Prompt: Go line by line through the data and copy those with the word "patterned".

(Stored data entries)
--- START ---

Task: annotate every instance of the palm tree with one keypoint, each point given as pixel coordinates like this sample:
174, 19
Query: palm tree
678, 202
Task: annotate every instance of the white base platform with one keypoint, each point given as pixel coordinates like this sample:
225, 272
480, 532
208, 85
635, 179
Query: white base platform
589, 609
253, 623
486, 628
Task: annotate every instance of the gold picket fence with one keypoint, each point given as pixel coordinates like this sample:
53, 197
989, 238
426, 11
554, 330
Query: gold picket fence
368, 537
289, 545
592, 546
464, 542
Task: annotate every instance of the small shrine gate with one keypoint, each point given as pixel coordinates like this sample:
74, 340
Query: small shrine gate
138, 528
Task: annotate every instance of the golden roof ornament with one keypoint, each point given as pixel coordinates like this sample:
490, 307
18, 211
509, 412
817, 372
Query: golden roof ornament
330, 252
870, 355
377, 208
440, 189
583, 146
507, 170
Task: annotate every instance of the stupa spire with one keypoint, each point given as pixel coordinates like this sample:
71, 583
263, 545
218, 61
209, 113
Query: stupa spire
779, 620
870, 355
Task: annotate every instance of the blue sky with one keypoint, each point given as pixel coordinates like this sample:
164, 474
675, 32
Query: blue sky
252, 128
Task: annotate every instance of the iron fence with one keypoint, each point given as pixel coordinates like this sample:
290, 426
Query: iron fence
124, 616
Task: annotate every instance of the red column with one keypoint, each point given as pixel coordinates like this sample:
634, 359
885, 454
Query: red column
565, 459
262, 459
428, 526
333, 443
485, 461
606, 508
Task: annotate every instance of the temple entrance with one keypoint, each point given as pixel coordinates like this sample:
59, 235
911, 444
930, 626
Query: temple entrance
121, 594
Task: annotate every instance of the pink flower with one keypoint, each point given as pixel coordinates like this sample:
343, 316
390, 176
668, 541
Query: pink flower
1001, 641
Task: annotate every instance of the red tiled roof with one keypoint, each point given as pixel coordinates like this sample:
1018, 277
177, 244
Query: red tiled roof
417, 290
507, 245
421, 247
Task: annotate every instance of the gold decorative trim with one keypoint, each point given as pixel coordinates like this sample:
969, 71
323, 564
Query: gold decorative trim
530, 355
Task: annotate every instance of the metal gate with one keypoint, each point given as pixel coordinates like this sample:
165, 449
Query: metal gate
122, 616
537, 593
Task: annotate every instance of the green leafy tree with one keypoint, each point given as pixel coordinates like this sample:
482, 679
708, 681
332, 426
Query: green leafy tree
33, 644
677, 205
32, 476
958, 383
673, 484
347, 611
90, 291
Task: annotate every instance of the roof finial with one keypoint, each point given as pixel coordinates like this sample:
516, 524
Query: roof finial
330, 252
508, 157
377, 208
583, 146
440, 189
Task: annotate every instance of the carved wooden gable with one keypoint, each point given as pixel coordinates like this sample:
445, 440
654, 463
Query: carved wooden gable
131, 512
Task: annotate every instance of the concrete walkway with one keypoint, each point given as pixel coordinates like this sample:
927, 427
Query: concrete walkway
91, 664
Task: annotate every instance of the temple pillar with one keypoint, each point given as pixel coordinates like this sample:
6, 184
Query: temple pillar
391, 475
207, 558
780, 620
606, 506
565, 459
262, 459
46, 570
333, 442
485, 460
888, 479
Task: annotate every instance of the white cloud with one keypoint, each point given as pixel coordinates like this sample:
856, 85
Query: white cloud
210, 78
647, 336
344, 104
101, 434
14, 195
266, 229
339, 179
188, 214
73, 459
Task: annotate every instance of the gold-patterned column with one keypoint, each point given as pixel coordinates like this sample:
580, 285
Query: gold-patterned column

--- END ---

Output below:
Task: annotate every instance of the gold-patterned column with one keypoint, each point given as pixel coordinates like this sample:
Query: gold-patterned column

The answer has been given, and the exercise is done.